◆ Provided entries ◆
- - -
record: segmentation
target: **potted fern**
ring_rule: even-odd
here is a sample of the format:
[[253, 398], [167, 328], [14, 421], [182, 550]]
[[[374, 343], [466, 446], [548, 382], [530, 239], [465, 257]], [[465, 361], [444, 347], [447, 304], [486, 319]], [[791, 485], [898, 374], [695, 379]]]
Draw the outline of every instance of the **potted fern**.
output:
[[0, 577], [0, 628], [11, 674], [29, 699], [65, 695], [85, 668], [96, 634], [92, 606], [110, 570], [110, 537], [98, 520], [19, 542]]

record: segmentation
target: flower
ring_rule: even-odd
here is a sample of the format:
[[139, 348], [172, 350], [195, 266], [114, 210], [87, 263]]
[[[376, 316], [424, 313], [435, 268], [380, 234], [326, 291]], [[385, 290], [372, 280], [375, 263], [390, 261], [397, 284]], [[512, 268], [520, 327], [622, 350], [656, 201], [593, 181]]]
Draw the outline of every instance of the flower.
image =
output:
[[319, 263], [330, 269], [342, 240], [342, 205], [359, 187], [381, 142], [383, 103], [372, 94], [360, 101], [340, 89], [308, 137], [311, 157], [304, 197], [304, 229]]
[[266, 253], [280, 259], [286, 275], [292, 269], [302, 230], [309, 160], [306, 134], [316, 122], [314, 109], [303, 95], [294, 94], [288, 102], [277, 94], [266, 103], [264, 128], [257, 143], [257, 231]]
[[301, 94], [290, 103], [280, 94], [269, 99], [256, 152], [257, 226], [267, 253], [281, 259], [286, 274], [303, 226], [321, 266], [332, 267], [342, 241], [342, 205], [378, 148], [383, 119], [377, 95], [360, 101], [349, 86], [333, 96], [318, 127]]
- - -
◆ Problem to work on ◆
Give every line of the records above as a JSON list of strings, one string per line, leaving out the blank lines.

◆ Written answer ◆
[
  "record: segmentation",
  "target: **potted fern**",
  "ring_rule: even-odd",
  "here is a sample of the format:",
  "[[253, 398], [167, 328], [14, 421], [182, 550]]",
  "[[[374, 343], [466, 446], [548, 382], [530, 239], [465, 257]], [[465, 361], [444, 347], [447, 304], [486, 319]], [[791, 485], [898, 374], [695, 379]]]",
  "Draw the outline of every instance of the **potted fern**.",
  "output:",
  "[[0, 577], [0, 628], [11, 674], [29, 699], [65, 695], [85, 668], [96, 634], [92, 606], [110, 570], [110, 537], [98, 520], [19, 542]]",
  "record: segmentation",
  "target: flower",
  "ring_rule: even-odd",
  "here is a sample of the format:",
  "[[139, 348], [172, 350], [195, 266], [114, 210], [87, 263]]",
  "[[[376, 316], [424, 313], [435, 268], [380, 234], [326, 291]], [[385, 290], [372, 280], [375, 263], [390, 261], [397, 284]], [[512, 268], [520, 327], [622, 350], [656, 201], [593, 181]]]",
  "Draw the outline of every instance of the flower.",
  "image =",
  "output:",
  "[[319, 263], [330, 269], [342, 240], [342, 205], [359, 187], [381, 142], [383, 103], [372, 94], [360, 101], [340, 89], [308, 137], [311, 157], [304, 197], [304, 229]]",
  "[[266, 253], [280, 259], [286, 275], [292, 269], [302, 230], [309, 160], [306, 134], [316, 122], [314, 109], [303, 95], [294, 94], [288, 102], [277, 94], [266, 103], [264, 128], [257, 143], [257, 231]]",
  "[[301, 94], [290, 103], [280, 94], [269, 99], [256, 152], [257, 226], [267, 253], [281, 259], [286, 274], [303, 226], [321, 266], [332, 267], [342, 241], [342, 205], [378, 148], [383, 119], [377, 95], [360, 101], [349, 86], [333, 96], [318, 127]]"
]